■ Exercise details
Take the material below and write it all out again exactly.

>> BEGIN Raw records

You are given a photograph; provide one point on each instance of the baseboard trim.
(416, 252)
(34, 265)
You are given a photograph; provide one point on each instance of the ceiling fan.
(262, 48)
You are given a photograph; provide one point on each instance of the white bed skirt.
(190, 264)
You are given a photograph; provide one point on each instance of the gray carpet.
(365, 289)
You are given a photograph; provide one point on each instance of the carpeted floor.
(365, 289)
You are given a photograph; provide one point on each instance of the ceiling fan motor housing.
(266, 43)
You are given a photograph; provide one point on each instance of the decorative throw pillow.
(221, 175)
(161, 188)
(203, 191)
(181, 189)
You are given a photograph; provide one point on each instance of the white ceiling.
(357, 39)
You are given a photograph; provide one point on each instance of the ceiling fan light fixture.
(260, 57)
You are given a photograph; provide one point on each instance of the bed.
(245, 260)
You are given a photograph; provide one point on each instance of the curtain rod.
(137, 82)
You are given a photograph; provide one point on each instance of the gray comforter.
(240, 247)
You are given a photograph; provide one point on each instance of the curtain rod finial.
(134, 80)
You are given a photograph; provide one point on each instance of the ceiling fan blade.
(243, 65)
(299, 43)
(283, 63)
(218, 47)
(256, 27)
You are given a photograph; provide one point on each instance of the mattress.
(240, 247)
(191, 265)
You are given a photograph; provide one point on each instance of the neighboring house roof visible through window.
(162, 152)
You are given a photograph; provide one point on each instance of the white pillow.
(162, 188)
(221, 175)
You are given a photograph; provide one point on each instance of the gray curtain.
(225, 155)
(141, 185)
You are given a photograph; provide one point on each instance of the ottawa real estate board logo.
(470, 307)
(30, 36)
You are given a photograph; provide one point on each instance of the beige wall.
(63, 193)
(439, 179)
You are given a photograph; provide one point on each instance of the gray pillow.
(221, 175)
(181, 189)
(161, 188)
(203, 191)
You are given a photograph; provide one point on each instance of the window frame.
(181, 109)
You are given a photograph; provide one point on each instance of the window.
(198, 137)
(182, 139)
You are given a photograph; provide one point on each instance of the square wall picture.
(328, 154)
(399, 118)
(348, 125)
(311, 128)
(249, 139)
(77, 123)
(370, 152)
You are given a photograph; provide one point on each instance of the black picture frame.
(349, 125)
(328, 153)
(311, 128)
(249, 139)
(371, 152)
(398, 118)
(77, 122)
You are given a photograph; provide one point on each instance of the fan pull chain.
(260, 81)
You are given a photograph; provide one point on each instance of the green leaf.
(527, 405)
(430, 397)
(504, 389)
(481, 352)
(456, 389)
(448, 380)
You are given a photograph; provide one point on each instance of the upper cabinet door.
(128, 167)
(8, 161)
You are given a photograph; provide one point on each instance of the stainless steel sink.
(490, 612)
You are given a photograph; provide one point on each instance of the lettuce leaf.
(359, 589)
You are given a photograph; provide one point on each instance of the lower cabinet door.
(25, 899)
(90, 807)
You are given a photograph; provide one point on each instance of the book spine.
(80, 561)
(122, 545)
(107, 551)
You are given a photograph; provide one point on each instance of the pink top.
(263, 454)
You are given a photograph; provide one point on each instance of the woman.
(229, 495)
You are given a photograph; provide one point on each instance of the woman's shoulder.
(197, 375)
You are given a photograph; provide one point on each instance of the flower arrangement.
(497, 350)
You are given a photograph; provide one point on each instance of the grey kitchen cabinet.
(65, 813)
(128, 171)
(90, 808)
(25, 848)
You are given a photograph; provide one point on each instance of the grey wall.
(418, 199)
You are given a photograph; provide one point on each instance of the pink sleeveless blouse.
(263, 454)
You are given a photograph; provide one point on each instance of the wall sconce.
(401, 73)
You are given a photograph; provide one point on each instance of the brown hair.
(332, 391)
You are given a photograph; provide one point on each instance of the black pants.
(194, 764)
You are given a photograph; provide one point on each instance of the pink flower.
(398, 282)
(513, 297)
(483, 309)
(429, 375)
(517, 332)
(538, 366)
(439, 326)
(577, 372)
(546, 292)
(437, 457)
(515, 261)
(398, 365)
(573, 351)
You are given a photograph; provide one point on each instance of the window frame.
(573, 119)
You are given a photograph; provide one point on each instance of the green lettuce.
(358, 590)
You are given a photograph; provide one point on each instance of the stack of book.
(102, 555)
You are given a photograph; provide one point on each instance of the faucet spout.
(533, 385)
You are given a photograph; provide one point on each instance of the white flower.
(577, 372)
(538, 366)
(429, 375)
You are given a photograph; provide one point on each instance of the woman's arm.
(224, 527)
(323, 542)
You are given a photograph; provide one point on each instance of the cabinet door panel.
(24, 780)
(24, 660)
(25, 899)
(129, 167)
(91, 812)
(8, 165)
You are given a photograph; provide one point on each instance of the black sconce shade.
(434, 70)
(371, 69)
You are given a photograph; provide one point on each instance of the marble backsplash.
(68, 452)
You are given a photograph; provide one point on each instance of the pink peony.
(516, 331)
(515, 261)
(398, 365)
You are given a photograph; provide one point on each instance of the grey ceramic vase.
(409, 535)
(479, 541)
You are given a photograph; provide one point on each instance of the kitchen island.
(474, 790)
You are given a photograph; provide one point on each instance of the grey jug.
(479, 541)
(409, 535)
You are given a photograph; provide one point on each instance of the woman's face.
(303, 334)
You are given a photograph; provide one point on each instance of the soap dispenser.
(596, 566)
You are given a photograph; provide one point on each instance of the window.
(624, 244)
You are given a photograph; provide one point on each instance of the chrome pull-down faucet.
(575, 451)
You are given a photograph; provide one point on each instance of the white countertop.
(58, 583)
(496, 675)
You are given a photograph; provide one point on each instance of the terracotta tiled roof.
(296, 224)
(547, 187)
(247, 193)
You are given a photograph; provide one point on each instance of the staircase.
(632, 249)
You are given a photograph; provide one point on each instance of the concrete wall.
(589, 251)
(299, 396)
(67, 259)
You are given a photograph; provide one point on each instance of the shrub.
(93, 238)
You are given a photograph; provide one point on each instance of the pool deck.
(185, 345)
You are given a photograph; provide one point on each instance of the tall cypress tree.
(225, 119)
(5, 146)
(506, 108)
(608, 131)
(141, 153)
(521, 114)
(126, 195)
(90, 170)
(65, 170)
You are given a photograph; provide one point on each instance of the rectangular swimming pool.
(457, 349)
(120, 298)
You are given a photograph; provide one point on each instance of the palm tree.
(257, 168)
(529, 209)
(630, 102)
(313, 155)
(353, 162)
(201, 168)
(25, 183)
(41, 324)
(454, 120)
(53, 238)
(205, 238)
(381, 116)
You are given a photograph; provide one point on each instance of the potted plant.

>> END Raw records

■ Full answer
You are given a photograph; provide one point on each instance of the baseboard trim.
(416, 252)
(34, 265)
You are given a photograph; provide one point on each instance of the ceiling fan.
(262, 48)
You are given a photograph; provide one point on each instance of the white bed skirt.
(190, 264)
You are given a photograph; provide one point on each instance of the gray carpet.
(365, 289)
You are given a photograph; provide one point on each instance of the carpeted floor.
(365, 289)
You are given a photograph; provide one point on each instance of the ceiling fan motor housing.
(266, 43)
You are given a photograph; provide one point on each instance of the decorative throw pillow.
(221, 175)
(161, 188)
(203, 191)
(181, 189)
You are given a photograph; provide one point on each instance of the white ceiling.
(357, 39)
You are given a photograph; provide one point on each instance of the ceiling fan light fixture.
(260, 57)
You are given a photograph; provide one point on each instance of the bed.
(245, 260)
You are given a photograph; provide one point on each instance of the curtain rod.
(137, 82)
You are given a photograph; provide one point on each instance of the gray comforter.
(240, 247)
You are given a photograph; provide one point on each instance of the curtain rod finial.
(134, 80)
You are given a photograph; provide one point on each instance of the ceiling fan blade.
(243, 65)
(299, 43)
(283, 63)
(218, 47)
(256, 27)
You are given a photograph; provide one point on each instance of the mattress.
(240, 247)
(191, 265)
You are given a photograph; provide one point on each instance of the neighboring house roof visible through window.
(162, 152)
You are given a photograph; provide one point on each instance of the white pillow.
(162, 188)
(221, 175)
You are given a photograph; provide one point on each instance of the gray curtain.
(225, 155)
(141, 185)
You are given a photograph; provide one point on each instance of the ottawa real estate board logo.
(470, 307)
(30, 36)
You are given a photograph; provide one point on each instance of the beige wall.
(63, 193)
(439, 179)
You are given a photograph; provide one point on each instance of the gray pillow.
(221, 175)
(181, 189)
(161, 188)
(203, 191)
You are given a photograph; provide one point on each instance of the window frame.
(181, 109)
You are given a photograph; provide one point on each instance of the window.
(198, 137)
(182, 139)
You are given a photograph; provide one point on each instance of the square wall picture.
(328, 154)
(399, 118)
(348, 125)
(311, 128)
(249, 139)
(77, 123)
(370, 152)
You are given a photograph; provide one point on each instance of the black picture frame.
(349, 125)
(328, 153)
(311, 128)
(249, 139)
(371, 152)
(398, 118)
(77, 122)
You are given a photograph; provide one point on each instance of the fan pull chain.
(260, 81)
You are given a photograph; provide one point on each instance of the green leaf.
(527, 405)
(430, 397)
(504, 389)
(481, 352)
(456, 389)
(448, 380)
You are given a photograph; provide one point on each instance of the upper cabinet door.
(128, 167)
(8, 161)
You are given a photograph; provide one point on each instance of the stainless steel sink.
(490, 612)
You are given a photograph; provide one point on each instance of the lettuce leaf.
(359, 589)
You are given a photograph; provide one point on each instance of the lower cabinet door.
(25, 899)
(90, 807)
You are given a photograph; provide one point on each instance of the book spine.
(80, 561)
(122, 545)
(107, 551)
You are given a photograph; provide one point on each instance of the pink top.
(263, 454)
You are given a photograph; provide one point on each instance of the woman.
(229, 495)
You are given a photograph; provide one point on each instance of the woman's shoulder.
(197, 375)
You are given a photograph; provide one point on each instance of the flower arrangement.
(497, 350)
You are given a photograph; provide one point on each instance of the grey kitchen cabinet.
(65, 813)
(128, 171)
(90, 808)
(25, 848)
You are given a photograph; provide one point on each instance of the grey wall.
(418, 199)
You are given a photograph; provide one point on each instance of the pink sleeveless blouse.
(263, 454)
You are given a photograph; provide one point on each instance of the wall sconce.
(401, 73)
You are given a photograph; provide one point on each instance of the brown hair.
(332, 391)
You are given a photograph; provide one point on each instance of the black pants.
(194, 764)
You are given a photograph; provide one point on each instance of the pink flower.
(398, 282)
(513, 297)
(483, 309)
(429, 375)
(517, 332)
(538, 366)
(439, 326)
(577, 372)
(546, 292)
(437, 457)
(515, 261)
(398, 365)
(573, 351)
You are given a photograph; provide one point on each instance of the window frame.
(573, 119)
You are given a photograph; provide one point on each instance of the green lettuce.
(358, 590)
You are given a photograph; provide one point on each instance of the stack of book.
(102, 555)
You are given a photograph; provide one point on each instance of the faucet spout.
(533, 385)
You are given a photograph; provide one point on each instance of the white flower.
(577, 372)
(538, 366)
(429, 375)
You are given a photograph; provide one point on each instance of the woman's arm.
(224, 527)
(323, 542)
You are given a photograph; provide one point on each instance of the cabinet door panel.
(24, 780)
(24, 660)
(25, 899)
(129, 167)
(91, 812)
(8, 165)
You are given a photograph; provide one point on each instance of the black sconce shade.
(434, 70)
(371, 69)
You are given a photograph; provide one point on each instance of the marble backsplash.
(68, 452)
You are given a photograph; provide one point on each instance of the pink peony.
(516, 331)
(515, 261)
(398, 365)
You are given a photograph; provide one point on each instance of the grey ceramic vase.
(409, 535)
(479, 541)
You are given a photograph; provide one point on each instance of the kitchen island.
(474, 790)
You are given a photograph; provide one point on each instance of the grey jug.
(479, 541)
(409, 535)
You are given a photograph; provide one point on each instance of the woman's face.
(303, 334)
You are given a photograph; provide one point on each instance of the soap dispenser.
(596, 566)
You are given a photograph; provide one point on each instance of the window.
(624, 244)
You are given a photograph; provide one point on each instance of the chrome pull-down faucet.
(575, 451)
You are given a photograph; provide one point on each instance of the white countertop.
(58, 583)
(496, 675)
You are given a photograph; provide one point on each instance of the terracotta tiled roof.
(296, 224)
(547, 187)
(247, 193)
You are given a photograph; provide one point on each instance of the staircase.
(632, 249)
You are given a photograph; provide one point on each instance of the concrete wall.
(589, 251)
(299, 396)
(67, 259)
You are given a photograph; provide one point on each instance of the shrub.
(93, 238)
You are given a photograph; provide one point on each instance of the pool deck.
(185, 345)
You are given a photograph; provide one point on each instance of the tall cypress tree.
(225, 119)
(5, 146)
(506, 108)
(608, 131)
(141, 153)
(521, 114)
(126, 195)
(90, 170)
(65, 170)
You are given a photograph; provide one point on each instance of the rectangular swimming pool.
(457, 349)
(120, 298)
You are given a photograph; provide one point on each instance of the palm tree.
(257, 168)
(529, 209)
(630, 102)
(313, 155)
(353, 162)
(201, 168)
(25, 183)
(41, 324)
(454, 120)
(53, 238)
(205, 238)
(381, 116)
You are given a photograph; provide one point on each instance of the potted plant.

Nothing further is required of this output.